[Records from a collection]
BEGIN
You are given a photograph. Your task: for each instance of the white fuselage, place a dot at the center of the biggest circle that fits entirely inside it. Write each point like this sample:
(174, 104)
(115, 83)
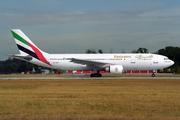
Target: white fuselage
(128, 61)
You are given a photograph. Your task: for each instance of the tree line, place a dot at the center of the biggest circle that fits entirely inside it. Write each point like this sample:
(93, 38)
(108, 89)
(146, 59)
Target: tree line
(12, 65)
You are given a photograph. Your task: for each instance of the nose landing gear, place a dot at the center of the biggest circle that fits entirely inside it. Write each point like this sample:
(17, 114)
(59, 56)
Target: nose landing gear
(96, 74)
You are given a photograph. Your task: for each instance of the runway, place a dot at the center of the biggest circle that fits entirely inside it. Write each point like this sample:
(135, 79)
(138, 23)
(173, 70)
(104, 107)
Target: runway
(83, 77)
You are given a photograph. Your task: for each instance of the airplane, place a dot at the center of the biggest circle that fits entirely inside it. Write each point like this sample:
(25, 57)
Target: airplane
(115, 63)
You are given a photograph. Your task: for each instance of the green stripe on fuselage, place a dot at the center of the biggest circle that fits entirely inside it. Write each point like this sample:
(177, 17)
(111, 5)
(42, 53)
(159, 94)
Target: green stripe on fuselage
(19, 38)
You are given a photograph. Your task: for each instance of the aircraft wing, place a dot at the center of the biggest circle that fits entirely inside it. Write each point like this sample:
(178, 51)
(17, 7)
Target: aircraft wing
(89, 63)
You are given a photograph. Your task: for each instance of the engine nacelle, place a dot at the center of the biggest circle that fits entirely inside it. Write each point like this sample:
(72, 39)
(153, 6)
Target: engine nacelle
(115, 69)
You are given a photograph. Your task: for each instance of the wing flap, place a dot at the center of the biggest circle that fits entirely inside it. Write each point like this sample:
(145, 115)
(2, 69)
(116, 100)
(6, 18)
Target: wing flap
(21, 57)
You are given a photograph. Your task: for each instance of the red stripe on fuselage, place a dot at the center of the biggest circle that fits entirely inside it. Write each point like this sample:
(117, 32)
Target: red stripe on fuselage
(39, 54)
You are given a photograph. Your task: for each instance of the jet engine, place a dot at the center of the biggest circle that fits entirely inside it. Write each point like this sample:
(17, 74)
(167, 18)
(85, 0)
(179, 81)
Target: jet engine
(115, 69)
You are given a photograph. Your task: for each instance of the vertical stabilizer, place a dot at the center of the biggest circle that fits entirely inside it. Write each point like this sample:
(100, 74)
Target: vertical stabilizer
(27, 47)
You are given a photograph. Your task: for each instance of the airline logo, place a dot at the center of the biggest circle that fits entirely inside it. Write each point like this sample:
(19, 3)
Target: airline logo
(34, 52)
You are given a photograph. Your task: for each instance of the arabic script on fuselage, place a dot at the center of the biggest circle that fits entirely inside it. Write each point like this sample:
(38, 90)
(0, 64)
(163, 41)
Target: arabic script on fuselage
(141, 56)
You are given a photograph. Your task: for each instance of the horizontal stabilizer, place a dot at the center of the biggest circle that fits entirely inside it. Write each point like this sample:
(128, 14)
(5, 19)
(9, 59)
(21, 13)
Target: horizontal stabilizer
(21, 57)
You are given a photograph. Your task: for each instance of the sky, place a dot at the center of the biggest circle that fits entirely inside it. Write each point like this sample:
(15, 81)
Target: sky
(73, 26)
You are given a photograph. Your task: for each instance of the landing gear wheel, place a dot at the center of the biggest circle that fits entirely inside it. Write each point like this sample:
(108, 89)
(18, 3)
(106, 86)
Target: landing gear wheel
(153, 75)
(96, 75)
(92, 75)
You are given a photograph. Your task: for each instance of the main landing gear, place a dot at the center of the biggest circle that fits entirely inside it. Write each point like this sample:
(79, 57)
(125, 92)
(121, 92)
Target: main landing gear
(96, 74)
(153, 75)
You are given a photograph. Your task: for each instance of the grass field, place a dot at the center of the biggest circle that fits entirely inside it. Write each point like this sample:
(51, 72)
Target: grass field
(90, 99)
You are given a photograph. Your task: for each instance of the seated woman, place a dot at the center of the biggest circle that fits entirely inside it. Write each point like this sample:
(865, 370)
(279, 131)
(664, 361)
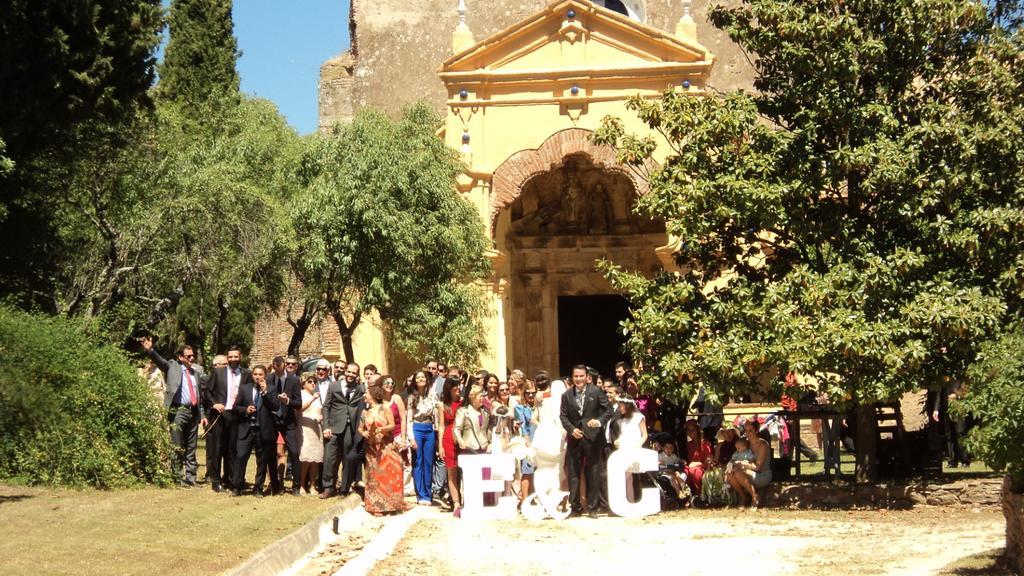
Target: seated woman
(726, 445)
(698, 456)
(670, 466)
(748, 478)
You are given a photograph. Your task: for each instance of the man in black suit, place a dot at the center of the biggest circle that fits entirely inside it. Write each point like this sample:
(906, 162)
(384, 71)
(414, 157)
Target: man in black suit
END
# AIM OF THE EXERCISE
Once you have found every line above holding the word "black", copy those lines.

# EXERCISE ANSWER
You are given a photograph. Your task: for each instance of the man in black suit, place a dot at the center of the biggest circle that fits entirely inside it. Write each point like this sample:
Target: man in black suit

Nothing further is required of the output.